[DOCUMENT SEGMENT — start]
For example, "Generate me some repeatable code to ask system X for data about Y, pull out value Z, and submit it to system W."
I hear what you're saying, but I think it's going to be entertaining watching people go "I guess this is why we paid Bob all of that money all those years".
But it stands to reason that would be a huge shift if a system accessible to non-technical users could mostly handle those edge cases, even when "handle" means failing silently without taking the entire thing down, or simply raising them for human intervention via Slack message or email or a dashboard or something.
And Bob's still going to get paid a lot of money he'll just be doing stuff that's more useful than figuring out how negative numbers should be parsed in the ETL pipeline.
That said, we should not underestimate the ability of companies to limp along with something broken and buggy, especially when they're being told there's no budget to fix it. (True even before LLMs.)
Is your AI not even doing try/catch statements, what century are you in?
[DOCUMENT SEGMENT — finish]
[DATA EXTRACTS — start]
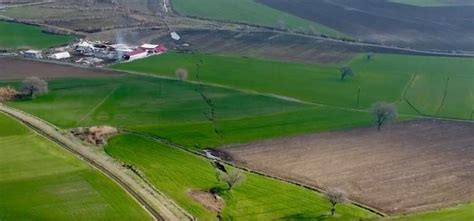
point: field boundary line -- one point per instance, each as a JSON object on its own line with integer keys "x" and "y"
{"x": 445, "y": 94}
{"x": 98, "y": 105}
{"x": 202, "y": 155}
{"x": 154, "y": 202}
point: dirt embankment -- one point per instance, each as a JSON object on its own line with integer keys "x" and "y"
{"x": 407, "y": 167}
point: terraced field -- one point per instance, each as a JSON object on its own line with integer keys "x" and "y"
{"x": 431, "y": 86}
{"x": 15, "y": 35}
{"x": 41, "y": 181}
{"x": 258, "y": 198}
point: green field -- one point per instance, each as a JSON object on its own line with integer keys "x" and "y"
{"x": 461, "y": 212}
{"x": 41, "y": 181}
{"x": 250, "y": 12}
{"x": 391, "y": 78}
{"x": 177, "y": 172}
{"x": 429, "y": 3}
{"x": 16, "y": 35}
{"x": 175, "y": 110}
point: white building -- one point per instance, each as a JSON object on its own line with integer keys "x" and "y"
{"x": 33, "y": 54}
{"x": 60, "y": 55}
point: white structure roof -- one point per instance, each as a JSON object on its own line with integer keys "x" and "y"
{"x": 149, "y": 46}
{"x": 60, "y": 55}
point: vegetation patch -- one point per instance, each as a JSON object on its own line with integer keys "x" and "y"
{"x": 41, "y": 181}
{"x": 250, "y": 12}
{"x": 176, "y": 172}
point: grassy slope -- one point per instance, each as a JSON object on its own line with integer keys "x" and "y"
{"x": 385, "y": 78}
{"x": 40, "y": 181}
{"x": 15, "y": 35}
{"x": 427, "y": 3}
{"x": 461, "y": 212}
{"x": 247, "y": 11}
{"x": 177, "y": 112}
{"x": 258, "y": 198}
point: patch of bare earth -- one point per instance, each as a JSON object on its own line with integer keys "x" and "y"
{"x": 14, "y": 69}
{"x": 209, "y": 200}
{"x": 407, "y": 167}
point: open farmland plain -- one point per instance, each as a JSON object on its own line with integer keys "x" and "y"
{"x": 384, "y": 22}
{"x": 16, "y": 35}
{"x": 18, "y": 69}
{"x": 177, "y": 173}
{"x": 249, "y": 12}
{"x": 174, "y": 110}
{"x": 41, "y": 181}
{"x": 427, "y": 86}
{"x": 408, "y": 167}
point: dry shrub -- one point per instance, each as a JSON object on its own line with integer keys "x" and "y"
{"x": 182, "y": 74}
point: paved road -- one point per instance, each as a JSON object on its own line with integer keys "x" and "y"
{"x": 158, "y": 205}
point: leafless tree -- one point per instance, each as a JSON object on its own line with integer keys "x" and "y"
{"x": 182, "y": 74}
{"x": 384, "y": 113}
{"x": 232, "y": 178}
{"x": 346, "y": 71}
{"x": 334, "y": 197}
{"x": 7, "y": 94}
{"x": 34, "y": 86}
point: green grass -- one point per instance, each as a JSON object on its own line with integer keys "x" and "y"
{"x": 390, "y": 78}
{"x": 461, "y": 212}
{"x": 41, "y": 181}
{"x": 250, "y": 12}
{"x": 16, "y": 35}
{"x": 429, "y": 3}
{"x": 177, "y": 172}
{"x": 175, "y": 110}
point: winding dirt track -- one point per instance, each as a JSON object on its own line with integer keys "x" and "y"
{"x": 158, "y": 205}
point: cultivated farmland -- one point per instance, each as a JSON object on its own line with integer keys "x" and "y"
{"x": 175, "y": 110}
{"x": 15, "y": 35}
{"x": 41, "y": 181}
{"x": 412, "y": 166}
{"x": 17, "y": 69}
{"x": 393, "y": 78}
{"x": 431, "y": 28}
{"x": 250, "y": 12}
{"x": 258, "y": 198}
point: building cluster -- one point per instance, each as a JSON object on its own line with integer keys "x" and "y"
{"x": 97, "y": 53}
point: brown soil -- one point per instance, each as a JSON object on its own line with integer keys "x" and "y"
{"x": 407, "y": 167}
{"x": 15, "y": 68}
{"x": 209, "y": 200}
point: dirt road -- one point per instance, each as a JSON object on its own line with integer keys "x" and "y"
{"x": 157, "y": 204}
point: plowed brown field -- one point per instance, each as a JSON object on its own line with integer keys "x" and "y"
{"x": 407, "y": 167}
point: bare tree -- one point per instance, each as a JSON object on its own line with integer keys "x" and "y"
{"x": 232, "y": 179}
{"x": 34, "y": 86}
{"x": 384, "y": 113}
{"x": 7, "y": 94}
{"x": 334, "y": 197}
{"x": 346, "y": 71}
{"x": 182, "y": 74}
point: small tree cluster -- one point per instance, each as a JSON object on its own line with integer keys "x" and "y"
{"x": 7, "y": 94}
{"x": 182, "y": 74}
{"x": 232, "y": 178}
{"x": 334, "y": 197}
{"x": 384, "y": 113}
{"x": 345, "y": 72}
{"x": 34, "y": 86}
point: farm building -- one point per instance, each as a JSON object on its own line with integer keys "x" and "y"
{"x": 136, "y": 54}
{"x": 35, "y": 54}
{"x": 60, "y": 55}
{"x": 154, "y": 49}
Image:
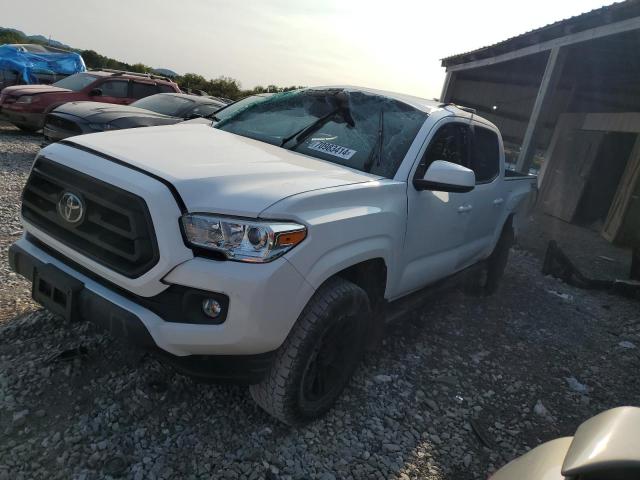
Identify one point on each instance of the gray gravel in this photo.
(457, 390)
(17, 150)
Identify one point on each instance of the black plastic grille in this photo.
(63, 124)
(116, 230)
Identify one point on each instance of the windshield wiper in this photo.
(303, 133)
(376, 150)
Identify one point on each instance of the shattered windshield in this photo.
(368, 132)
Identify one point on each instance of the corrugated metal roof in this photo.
(595, 18)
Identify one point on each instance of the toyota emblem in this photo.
(71, 208)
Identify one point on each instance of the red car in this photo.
(26, 106)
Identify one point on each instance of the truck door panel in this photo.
(488, 196)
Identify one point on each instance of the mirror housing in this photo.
(443, 176)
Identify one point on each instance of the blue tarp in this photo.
(27, 64)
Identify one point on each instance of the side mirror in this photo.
(443, 176)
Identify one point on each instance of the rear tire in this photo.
(319, 356)
(498, 260)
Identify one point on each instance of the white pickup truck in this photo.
(266, 248)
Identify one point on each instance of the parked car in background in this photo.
(605, 447)
(267, 249)
(26, 106)
(32, 63)
(231, 109)
(77, 118)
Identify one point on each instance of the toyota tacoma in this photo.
(268, 247)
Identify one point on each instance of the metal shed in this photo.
(567, 99)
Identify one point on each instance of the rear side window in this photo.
(205, 110)
(114, 88)
(485, 155)
(141, 90)
(450, 143)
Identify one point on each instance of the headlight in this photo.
(27, 99)
(242, 240)
(101, 127)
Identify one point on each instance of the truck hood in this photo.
(17, 90)
(220, 172)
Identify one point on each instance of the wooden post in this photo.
(635, 264)
(447, 87)
(552, 73)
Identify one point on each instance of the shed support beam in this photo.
(552, 74)
(584, 36)
(447, 87)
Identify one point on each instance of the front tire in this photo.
(319, 356)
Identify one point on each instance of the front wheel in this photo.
(319, 356)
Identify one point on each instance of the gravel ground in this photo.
(17, 150)
(457, 390)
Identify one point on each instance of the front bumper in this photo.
(28, 119)
(239, 350)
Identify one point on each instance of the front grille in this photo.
(62, 124)
(116, 230)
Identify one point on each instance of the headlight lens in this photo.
(240, 239)
(26, 99)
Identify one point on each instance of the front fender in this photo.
(347, 226)
(345, 256)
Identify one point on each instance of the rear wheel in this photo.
(485, 281)
(27, 128)
(319, 356)
(498, 260)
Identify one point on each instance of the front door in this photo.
(488, 197)
(437, 221)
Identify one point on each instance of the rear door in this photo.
(114, 91)
(487, 200)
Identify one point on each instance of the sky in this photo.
(392, 45)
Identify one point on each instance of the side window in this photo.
(141, 90)
(204, 110)
(114, 88)
(485, 155)
(450, 143)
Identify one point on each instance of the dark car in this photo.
(77, 118)
(27, 105)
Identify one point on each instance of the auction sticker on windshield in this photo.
(332, 149)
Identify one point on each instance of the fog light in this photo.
(211, 308)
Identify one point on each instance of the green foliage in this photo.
(7, 36)
(222, 86)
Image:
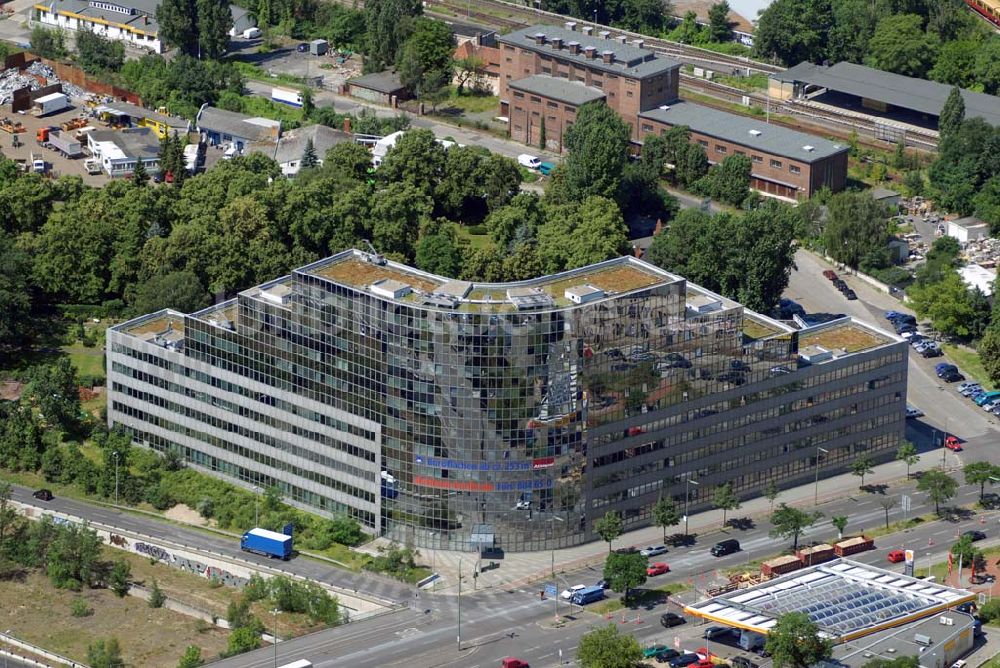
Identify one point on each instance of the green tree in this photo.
(939, 487)
(97, 55)
(855, 227)
(907, 453)
(625, 572)
(609, 527)
(840, 523)
(119, 577)
(724, 498)
(666, 514)
(989, 352)
(598, 151)
(956, 63)
(48, 43)
(719, 27)
(191, 658)
(794, 642)
(605, 647)
(952, 114)
(980, 473)
(426, 53)
(900, 45)
(862, 466)
(309, 158)
(793, 31)
(788, 522)
(214, 21)
(388, 23)
(105, 654)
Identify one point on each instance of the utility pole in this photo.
(116, 476)
(459, 603)
(687, 497)
(816, 483)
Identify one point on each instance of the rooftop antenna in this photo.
(374, 257)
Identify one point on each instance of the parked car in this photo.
(568, 593)
(685, 659)
(713, 632)
(529, 161)
(671, 619)
(659, 568)
(653, 550)
(666, 655)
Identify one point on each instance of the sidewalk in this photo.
(520, 569)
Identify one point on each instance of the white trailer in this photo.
(292, 98)
(50, 104)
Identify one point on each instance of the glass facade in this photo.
(452, 415)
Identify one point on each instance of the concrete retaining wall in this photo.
(229, 570)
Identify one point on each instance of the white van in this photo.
(529, 161)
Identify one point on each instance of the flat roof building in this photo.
(785, 162)
(130, 21)
(496, 408)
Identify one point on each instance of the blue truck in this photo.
(588, 595)
(267, 543)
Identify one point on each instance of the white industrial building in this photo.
(130, 21)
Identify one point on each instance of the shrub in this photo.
(79, 608)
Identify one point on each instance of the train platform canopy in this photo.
(925, 97)
(844, 598)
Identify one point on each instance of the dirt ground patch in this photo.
(187, 515)
(38, 613)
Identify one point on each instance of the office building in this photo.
(458, 415)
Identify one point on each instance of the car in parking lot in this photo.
(671, 619)
(659, 568)
(653, 550)
(713, 632)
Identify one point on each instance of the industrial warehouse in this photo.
(867, 611)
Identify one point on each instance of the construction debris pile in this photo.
(34, 76)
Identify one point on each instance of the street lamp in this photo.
(816, 484)
(115, 453)
(687, 497)
(275, 611)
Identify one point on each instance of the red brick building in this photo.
(547, 72)
(560, 61)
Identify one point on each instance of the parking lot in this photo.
(56, 163)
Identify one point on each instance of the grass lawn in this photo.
(477, 241)
(968, 362)
(38, 613)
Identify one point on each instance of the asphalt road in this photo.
(372, 585)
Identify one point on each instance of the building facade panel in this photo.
(437, 411)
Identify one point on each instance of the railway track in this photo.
(507, 16)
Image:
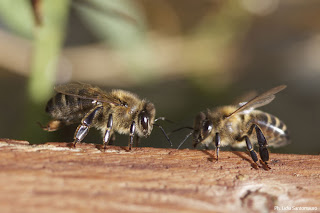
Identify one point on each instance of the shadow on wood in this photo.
(52, 177)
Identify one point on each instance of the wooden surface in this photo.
(55, 178)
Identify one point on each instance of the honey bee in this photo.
(116, 111)
(235, 124)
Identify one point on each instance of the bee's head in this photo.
(146, 119)
(203, 127)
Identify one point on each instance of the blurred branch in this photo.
(48, 40)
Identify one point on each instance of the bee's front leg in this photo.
(83, 128)
(131, 136)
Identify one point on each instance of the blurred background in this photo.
(184, 56)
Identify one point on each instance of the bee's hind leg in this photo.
(253, 154)
(52, 125)
(83, 128)
(131, 136)
(263, 150)
(217, 143)
(107, 135)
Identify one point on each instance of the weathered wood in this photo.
(53, 177)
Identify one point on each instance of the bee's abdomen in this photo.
(67, 107)
(273, 128)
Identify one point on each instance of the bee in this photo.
(116, 111)
(241, 125)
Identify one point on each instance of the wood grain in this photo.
(55, 178)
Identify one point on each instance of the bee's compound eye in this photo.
(207, 128)
(144, 120)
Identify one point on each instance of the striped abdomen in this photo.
(273, 129)
(68, 108)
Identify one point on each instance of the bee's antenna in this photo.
(165, 134)
(184, 140)
(181, 128)
(163, 119)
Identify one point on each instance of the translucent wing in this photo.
(260, 100)
(86, 91)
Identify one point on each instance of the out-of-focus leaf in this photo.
(120, 22)
(48, 39)
(17, 15)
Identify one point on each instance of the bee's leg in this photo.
(107, 135)
(217, 143)
(112, 139)
(131, 136)
(263, 150)
(52, 125)
(83, 128)
(137, 140)
(253, 154)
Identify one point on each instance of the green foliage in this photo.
(17, 15)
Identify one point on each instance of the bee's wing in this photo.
(260, 100)
(85, 91)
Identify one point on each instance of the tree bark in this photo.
(53, 177)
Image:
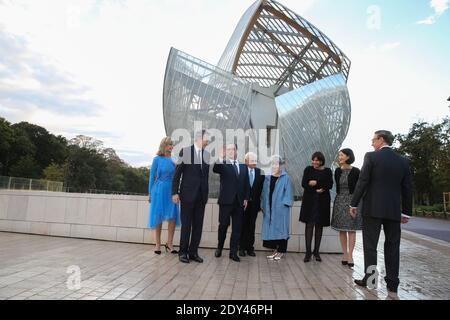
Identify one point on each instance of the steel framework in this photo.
(275, 62)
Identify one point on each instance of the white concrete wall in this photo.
(118, 218)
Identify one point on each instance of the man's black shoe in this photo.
(362, 282)
(234, 257)
(251, 253)
(196, 258)
(184, 258)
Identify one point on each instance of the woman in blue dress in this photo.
(162, 207)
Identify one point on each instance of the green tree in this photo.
(6, 142)
(55, 172)
(49, 148)
(427, 146)
(26, 167)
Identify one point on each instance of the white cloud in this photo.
(439, 7)
(383, 48)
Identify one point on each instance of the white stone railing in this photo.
(118, 218)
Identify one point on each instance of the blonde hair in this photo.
(167, 141)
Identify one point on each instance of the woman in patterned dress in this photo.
(162, 207)
(346, 178)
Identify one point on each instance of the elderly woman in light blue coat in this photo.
(276, 203)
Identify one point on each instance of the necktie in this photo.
(199, 156)
(236, 168)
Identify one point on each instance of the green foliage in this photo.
(26, 166)
(55, 172)
(428, 148)
(30, 151)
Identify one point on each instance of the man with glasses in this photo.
(256, 182)
(385, 188)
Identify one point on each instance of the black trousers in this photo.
(371, 235)
(230, 213)
(247, 241)
(279, 245)
(192, 215)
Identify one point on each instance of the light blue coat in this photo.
(276, 220)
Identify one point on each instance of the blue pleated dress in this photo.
(162, 207)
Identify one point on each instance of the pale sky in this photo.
(96, 67)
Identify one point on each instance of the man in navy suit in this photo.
(190, 186)
(385, 188)
(233, 198)
(256, 182)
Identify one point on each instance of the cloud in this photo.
(383, 48)
(30, 81)
(439, 7)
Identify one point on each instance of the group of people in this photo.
(380, 194)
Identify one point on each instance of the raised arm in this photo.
(288, 198)
(363, 181)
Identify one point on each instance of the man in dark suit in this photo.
(190, 187)
(256, 182)
(385, 187)
(233, 197)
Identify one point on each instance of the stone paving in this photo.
(37, 268)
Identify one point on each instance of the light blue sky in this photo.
(97, 67)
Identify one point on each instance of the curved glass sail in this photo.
(278, 71)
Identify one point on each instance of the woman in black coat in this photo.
(315, 212)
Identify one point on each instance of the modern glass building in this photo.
(278, 71)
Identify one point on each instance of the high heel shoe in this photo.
(317, 257)
(307, 257)
(172, 251)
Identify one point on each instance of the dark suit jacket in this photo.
(256, 189)
(232, 185)
(190, 178)
(384, 185)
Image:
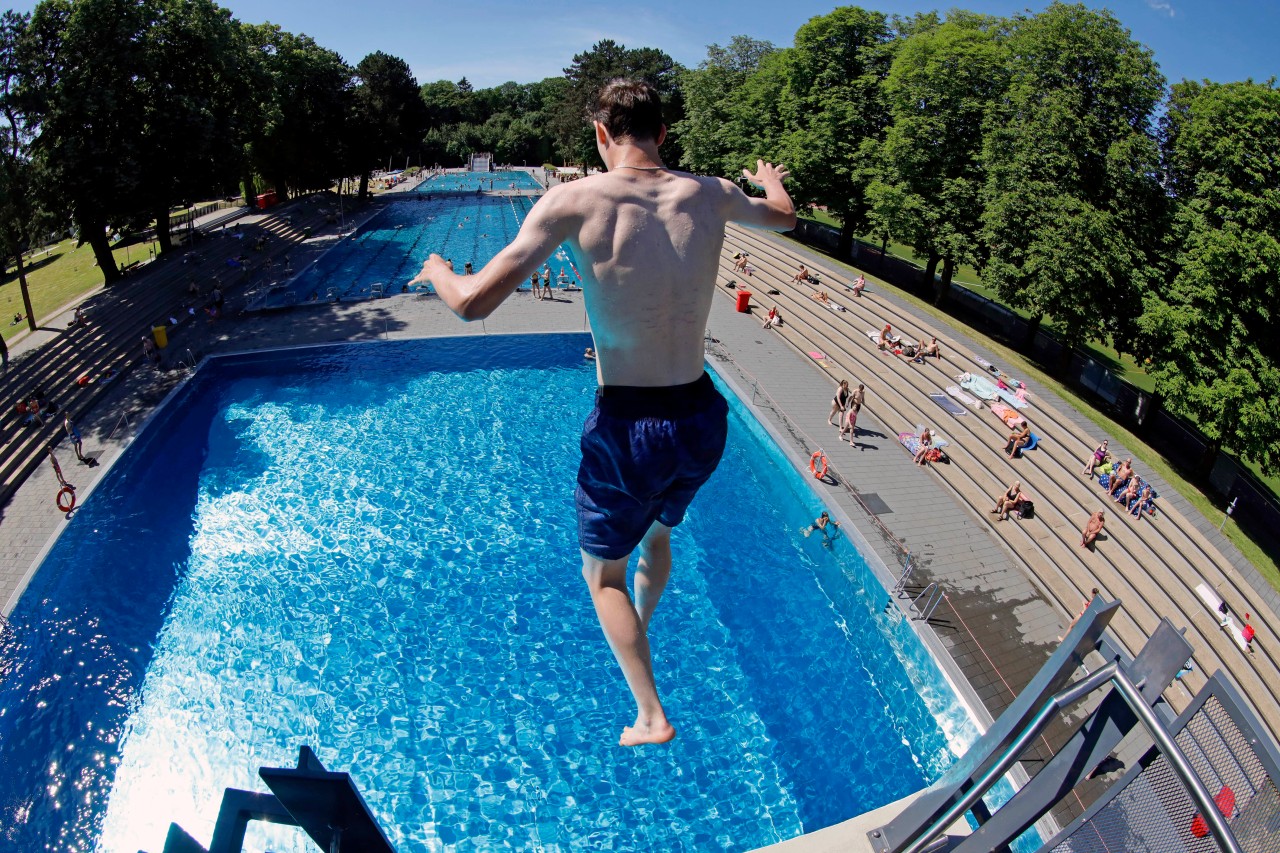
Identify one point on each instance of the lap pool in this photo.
(371, 550)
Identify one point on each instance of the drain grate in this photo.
(874, 503)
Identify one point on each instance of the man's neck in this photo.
(643, 156)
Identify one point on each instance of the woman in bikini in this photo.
(839, 404)
(1100, 455)
(926, 445)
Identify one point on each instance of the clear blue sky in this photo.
(493, 41)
[DATA EXTRACTS — finish]
#### EXERCISE
Reproduce, word for word, everything in the forum thread above from "But it stands" down to "dashboard or something.".

#### RESULT OF THIS EXERCISE
But it stands to reason that would be a huge shift if a system accessible to non-technical users could mostly handle those edge cases, even when "handle" means failing silently without taking the entire thing down, or simply raising them for human intervention via Slack message or email or a dashboard or something.